- _TASK BRIEF_:
Would you reproduce every record exactly, leaving out the pictures?

++++ EXCERPTED RECORDS

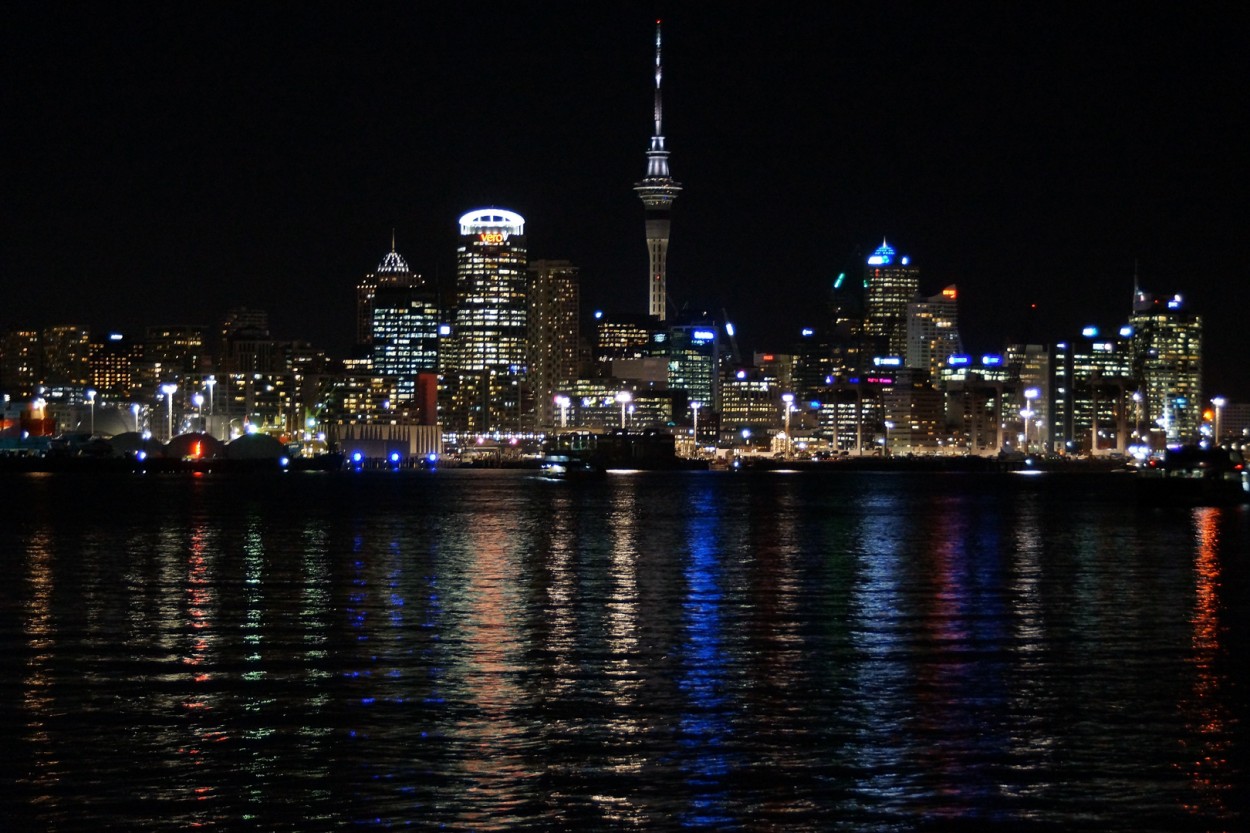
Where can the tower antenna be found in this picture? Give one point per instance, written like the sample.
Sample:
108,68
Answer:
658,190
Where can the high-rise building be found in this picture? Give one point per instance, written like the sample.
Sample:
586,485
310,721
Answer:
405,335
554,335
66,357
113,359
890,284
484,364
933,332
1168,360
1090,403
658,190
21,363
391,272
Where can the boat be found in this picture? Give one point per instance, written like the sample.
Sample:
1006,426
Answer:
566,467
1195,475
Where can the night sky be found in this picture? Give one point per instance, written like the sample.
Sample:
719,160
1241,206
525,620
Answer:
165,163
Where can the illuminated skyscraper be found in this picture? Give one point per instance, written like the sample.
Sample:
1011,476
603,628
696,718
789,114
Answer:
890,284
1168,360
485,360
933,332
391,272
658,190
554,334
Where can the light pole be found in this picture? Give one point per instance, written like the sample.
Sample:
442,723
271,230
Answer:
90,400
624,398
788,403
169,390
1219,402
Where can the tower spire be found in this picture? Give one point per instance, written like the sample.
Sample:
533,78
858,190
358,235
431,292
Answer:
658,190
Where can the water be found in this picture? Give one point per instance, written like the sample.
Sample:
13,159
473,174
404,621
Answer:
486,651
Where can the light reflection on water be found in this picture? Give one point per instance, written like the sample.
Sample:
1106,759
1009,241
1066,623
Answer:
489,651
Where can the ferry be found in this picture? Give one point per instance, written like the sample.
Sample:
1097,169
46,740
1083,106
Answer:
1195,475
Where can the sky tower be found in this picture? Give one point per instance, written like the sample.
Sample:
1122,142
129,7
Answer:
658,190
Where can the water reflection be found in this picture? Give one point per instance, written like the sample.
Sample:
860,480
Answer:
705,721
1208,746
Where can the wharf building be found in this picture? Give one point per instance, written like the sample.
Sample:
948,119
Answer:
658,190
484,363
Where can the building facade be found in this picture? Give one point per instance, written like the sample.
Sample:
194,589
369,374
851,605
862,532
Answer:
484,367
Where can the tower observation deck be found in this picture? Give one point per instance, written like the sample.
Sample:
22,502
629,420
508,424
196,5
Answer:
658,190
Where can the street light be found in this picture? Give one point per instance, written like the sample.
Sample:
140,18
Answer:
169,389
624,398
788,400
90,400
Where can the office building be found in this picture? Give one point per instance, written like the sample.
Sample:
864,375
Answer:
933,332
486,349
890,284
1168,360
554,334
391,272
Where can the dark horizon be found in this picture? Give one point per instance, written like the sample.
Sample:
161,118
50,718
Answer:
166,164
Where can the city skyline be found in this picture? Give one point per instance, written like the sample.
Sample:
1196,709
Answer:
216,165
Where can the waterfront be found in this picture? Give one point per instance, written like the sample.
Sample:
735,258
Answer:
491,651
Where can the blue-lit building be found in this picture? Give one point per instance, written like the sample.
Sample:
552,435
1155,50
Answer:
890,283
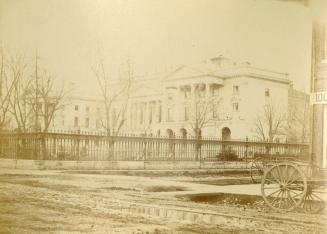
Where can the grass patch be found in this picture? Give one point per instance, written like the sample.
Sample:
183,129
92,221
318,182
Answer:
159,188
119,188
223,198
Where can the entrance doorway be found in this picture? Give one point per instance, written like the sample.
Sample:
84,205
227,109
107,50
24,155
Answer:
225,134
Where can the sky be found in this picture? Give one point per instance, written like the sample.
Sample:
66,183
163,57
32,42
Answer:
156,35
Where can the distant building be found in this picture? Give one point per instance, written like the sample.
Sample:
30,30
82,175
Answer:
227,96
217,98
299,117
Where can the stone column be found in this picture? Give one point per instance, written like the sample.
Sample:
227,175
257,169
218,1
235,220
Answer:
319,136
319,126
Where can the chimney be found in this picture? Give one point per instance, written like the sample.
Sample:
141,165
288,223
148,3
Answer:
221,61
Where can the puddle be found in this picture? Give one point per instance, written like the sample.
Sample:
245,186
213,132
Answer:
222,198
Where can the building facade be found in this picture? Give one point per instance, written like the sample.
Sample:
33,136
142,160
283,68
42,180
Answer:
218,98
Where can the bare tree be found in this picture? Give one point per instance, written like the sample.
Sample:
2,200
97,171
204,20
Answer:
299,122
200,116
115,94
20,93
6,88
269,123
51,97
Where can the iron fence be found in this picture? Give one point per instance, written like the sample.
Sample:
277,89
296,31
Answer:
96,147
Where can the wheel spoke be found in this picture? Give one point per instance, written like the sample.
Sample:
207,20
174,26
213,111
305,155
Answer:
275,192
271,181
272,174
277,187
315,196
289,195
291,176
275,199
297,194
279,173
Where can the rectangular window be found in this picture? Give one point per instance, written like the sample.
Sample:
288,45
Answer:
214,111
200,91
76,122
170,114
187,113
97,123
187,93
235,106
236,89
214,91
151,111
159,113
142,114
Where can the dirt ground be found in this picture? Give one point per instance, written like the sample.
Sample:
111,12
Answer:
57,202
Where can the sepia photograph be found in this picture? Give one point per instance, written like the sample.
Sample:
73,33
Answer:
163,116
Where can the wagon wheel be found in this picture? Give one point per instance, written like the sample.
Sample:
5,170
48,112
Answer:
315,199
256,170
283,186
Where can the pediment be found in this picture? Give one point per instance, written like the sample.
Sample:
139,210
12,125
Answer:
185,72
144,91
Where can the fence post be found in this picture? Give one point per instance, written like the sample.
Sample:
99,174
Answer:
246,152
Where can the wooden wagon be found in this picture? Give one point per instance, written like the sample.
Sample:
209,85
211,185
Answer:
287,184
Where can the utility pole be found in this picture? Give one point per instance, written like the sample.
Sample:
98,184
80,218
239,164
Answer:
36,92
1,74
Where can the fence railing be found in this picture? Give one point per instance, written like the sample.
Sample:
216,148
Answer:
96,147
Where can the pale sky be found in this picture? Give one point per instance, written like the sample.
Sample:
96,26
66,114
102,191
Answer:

++++++++

- _EXERCISE ANSWER_:
Where can the tower antenna be found in this picture? Give one point per instance, written like the sample.
Sample:
108,68
Answer:
658,190
Where can the high-rise building be found in this picture? Give one point per instance, written like the sample.
Sample:
586,485
310,721
Answer:
405,335
554,335
66,357
113,359
890,284
484,364
933,332
1168,360
1090,403
658,190
21,363
391,272
Where can the boat be found in this picture? Give one point per instance, written like the sample.
Sample:
1006,426
Answer:
566,467
1195,475
Where can the night sky be found in this picture? Give one point per instance, written like the sample.
Sample:
719,160
1241,206
525,620
Answer:
165,163
Where can the illuminated skyscraper be found in this picture? Give one point per instance, written like the sample.
Sample:
1011,476
603,628
696,718
789,114
Answer:
890,284
1168,360
485,360
933,332
391,272
658,190
554,334
Where can the light pole be found in this picture? Give one point per instance, written like the sample.
Sample:
442,723
271,230
Answer:
90,400
624,398
788,403
169,390
1219,402
Where can the tower spire be found in this picture? Give one point per instance, written like the sample.
Sample:
533,78
858,190
358,235
431,292
Answer:
658,190
Where can the water be found in this picture? Give one point per instance, written like the sample.
Sample:
13,159
473,174
404,621
Answer:
486,651
Where can the light reflection on water be found in this picture? Give one point per instance, written like the sample.
Sample:
1106,759
1009,241
1066,623
Answer:
489,651
Where can the ferry be found in this picture? Give one point per instance, written like the sample.
Sample:
1097,169
46,740
1083,106
Answer:
1195,475
Where can the sky tower be found in this picture? Give one point per instance, written like the sample.
Sample:
1122,142
129,7
Answer:
658,190
Where can the water reflection be found in this picture? Give one point per instance, written like the sample.
Sample:
860,480
Answer:
705,721
1208,746
Where can the wharf building be found in this picture? Give one point per instance, written like the sample.
Sample:
948,119
Answer:
658,190
484,363
Where can the building facade be found in this picture? Give one point per instance, written like the sample.
Sample:
194,589
369,374
851,605
862,532
Answer:
484,367
Where can the tower observation deck be found in this picture? Give one point per instance, written like the sample.
Sample:
22,502
629,420
508,424
196,5
Answer:
658,190
Where can the street light be found in this picture? Give one point per instance, written like the sample.
Sample:
140,18
Answer:
169,389
624,398
788,400
90,400
Where can the office building be found in this picture? Give one point per instance, written like the sample.
Sample:
864,375
Answer:
933,332
486,349
890,284
1168,360
554,334
391,272
Where can the dark horizon be found in this picture? Give one point per instance, written like the sample.
Sample:
161,118
50,718
Answer:
166,164
Where can the city skyline be found in this picture? Give one point per instance, written like the sample.
Sample:
1196,709
Answer:
216,165
Where can the waterfront be found in this picture? Give one point per instance, written like the sample.
Sample:
735,258
Answer:
491,651
Where can the blue-lit building be found in this picture? Give one point per instance, written like the sample.
Sample:
552,435
1155,50
Answer:
890,283
Where can the grass patch be found in this picture? Give one point per instance, written like the sample.
Sample:
183,129
92,221
318,182
Answer:
159,188
119,188
223,198
Where can the entrance doorway be found in this picture? Give one point per instance, written like the sample.
Sample:
84,205
227,109
107,50
24,155
Answer:
225,134
Where can the sky be found in this picture? Give one point per instance, written like the sample.
Sample:
66,183
163,57
32,42
Answer:
156,35
Where can the distant building be found in this picture? Give one point per instance, written like the sample.
Sample:
30,30
82,175
Answer:
227,96
217,98
299,117
Where can the stone column be found in this picture? Give one point per instance, written like the sample.
Sample:
227,175
257,169
218,1
235,220
Answer:
319,136
319,126
Where can the chimney be found in this picture? Give one point per instance, written like the sample.
Sample:
141,165
288,223
148,3
Answer:
221,61
Where can the puddle be found in this picture? Give one point per instance, written like the sample.
Sample:
245,186
213,132
Answer:
222,198
Where can the building facade be found in this picture? Give one point per instance, written like the sample.
Sample:
33,136
142,160
283,68
42,180
Answer:
218,98
Where can the bare tree be found in this picture? Give one point per instance, written like the sample.
Sample:
2,200
97,171
204,20
Answer:
299,122
200,116
115,94
20,93
6,88
269,123
51,97
Where can the iron fence be found in this picture? Give one point per instance, written like the sample.
Sample:
277,89
296,31
Answer:
96,147
Where can the wheel spoke be found in this picture? Give one point per instance, written like the sample.
Sample:
207,20
174,26
213,111
305,155
Answer:
275,192
271,181
272,174
277,187
315,196
289,195
291,176
275,199
297,194
279,173
Where can the rectangular window be found in this picture? Give one point per instance, written like the sample.
Sample:
288,45
Answer:
214,111
200,91
76,122
170,114
187,113
97,123
187,93
235,106
236,89
214,91
151,111
159,113
142,114
Where can the dirt ground be found in this picture? Give one point per instance, written like the sample.
Sample:
111,12
Answer:
57,202
Where can the sepia photograph be found in this picture? Give one point per instance, written like the sample.
Sample:
73,33
Answer:
163,116
Where can the wagon wheel be found in this picture? Give one point per instance, written like the sample.
Sample:
5,170
48,112
Answer:
315,199
256,170
283,186
Where can the pediment be found in this picture? Give one point per instance, written like the sample.
Sample:
139,210
12,125
Answer:
185,72
144,91
Where can the fence post be found in this picture? Give one point per instance, written like the sample.
Sample:
99,174
Answer:
246,152
Where can the wooden wagon be found in this picture? Give one point per instance, written like the sample.
Sample:
209,85
211,185
Answer:
287,184
Where can the utility pole be found in this picture? Give one point per instance, written like the sample.
Sample:
98,184
80,218
239,164
Answer:
36,92
1,74
Where can the fence railing be found in this picture? Give one point per instance, written like the sample.
Sample:
216,148
Answer:
96,147
Where can the pale sky be found in this picture? Give one point per instance, written like the sample.
Sample:
96,26
66,114
102,191
Answer:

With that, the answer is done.